===== ЦИТИРУЕМЫЙ ОТРЫВОК =====

Воспоминания о непрошедшем времени
Моим первым читателям
Вот моя книга
Вот моя книга. Что я могу еще сегодня сказать о ней? Получается, будто я догоняю поезд, который уже ушел.
Но вопросы, которые мне задавали двадцать пять лет назад, относятся не только к прошлому. И сегодня, гак же как раньше, я с жгучим интересом читаю, как другие люди отвечают на эти и подобные вопросы, и сегодня, так же как и раньше, я не нахожу окончательных ответов. Для меня важнее не то, что с нами сделала жизнь, что на нас влияло, нас формировало и деформировало, а прежде всего то, что сохраняется в нас, остается нашим личным, то, что оказывает сопротивление.
Я не хочу оправдываться, не хочу ссылаться на внешние обстоятельства. Я одна несу ответственность за свою жизнь, за то, что я сделала и что упустила. Мне было бы больно, если бы мое раскаяние использовалось политически, если бы этим злоупотребляли те люди, которые служили другим кумирам.
Строки Данте «иди своим путем, и пусть люди говорят, что хотят» и слова Лютера «на этом стою я и не могу иначе» я часто повторяла в юности, однако едва ли понимала их подлинный глубокий смысл. Сегодня эти слова для меня повеление: стой на чем стоишь, иди своим путем.

=====

## ЗАДАНИЯ
[a] Сколько лет назад, согласно отрывку, автору задавали вопросы, о которых идёт речь?
[b] Перепишите дословно часть отрывка между словами «Я не хочу оправдываться, не» и «иди своим путем.» включительно.
Следующие записи получены из другого источника.

===== ИЗВЛЕЧЁННЫЕ ДАННЫЕ =====

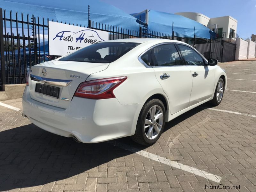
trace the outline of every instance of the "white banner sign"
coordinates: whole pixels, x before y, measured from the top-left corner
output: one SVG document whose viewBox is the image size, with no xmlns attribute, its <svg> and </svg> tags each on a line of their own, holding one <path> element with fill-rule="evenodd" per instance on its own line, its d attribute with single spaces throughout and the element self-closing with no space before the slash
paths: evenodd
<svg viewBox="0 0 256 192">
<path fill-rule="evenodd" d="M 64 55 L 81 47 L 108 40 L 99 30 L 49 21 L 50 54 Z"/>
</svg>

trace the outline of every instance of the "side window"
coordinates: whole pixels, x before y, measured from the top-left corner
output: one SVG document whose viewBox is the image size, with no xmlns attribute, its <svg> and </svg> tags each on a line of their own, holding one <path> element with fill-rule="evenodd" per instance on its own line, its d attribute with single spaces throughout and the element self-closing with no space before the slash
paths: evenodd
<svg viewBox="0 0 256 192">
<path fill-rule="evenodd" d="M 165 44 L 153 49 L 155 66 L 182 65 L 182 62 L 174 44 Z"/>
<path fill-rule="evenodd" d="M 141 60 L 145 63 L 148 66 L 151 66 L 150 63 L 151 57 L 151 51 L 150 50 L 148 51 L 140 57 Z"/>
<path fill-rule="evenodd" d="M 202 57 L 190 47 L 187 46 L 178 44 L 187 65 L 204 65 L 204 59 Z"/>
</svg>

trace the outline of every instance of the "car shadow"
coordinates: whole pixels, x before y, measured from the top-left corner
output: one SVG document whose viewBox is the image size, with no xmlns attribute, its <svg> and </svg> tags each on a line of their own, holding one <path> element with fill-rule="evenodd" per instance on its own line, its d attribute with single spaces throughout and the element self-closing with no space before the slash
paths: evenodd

=====

## ОТВЕТЫ
[a] Двадцать пять лет назад.

[b]
Я не хочу оправдываться, не хочу ссылаться на внешние обстоятельства. Я одна несу ответственность за свою жизнь, за то, что я сделала и что упустила. Мне было бы больно, если бы мое раскаяние использовалось политически, если бы этим злоупотребляли те люди, которые служили другим кумирам.
Строки Данте «иди своим путем, и пусть люди говорят, что хотят» и слова Лютера «на этом стою я и не могу иначе» я часто повторяла в юности, однако едва ли понимала их подлинный глубокий смысл. Сегодня эти слова для меня повеление: стой на чем стоишь, иди своим путем.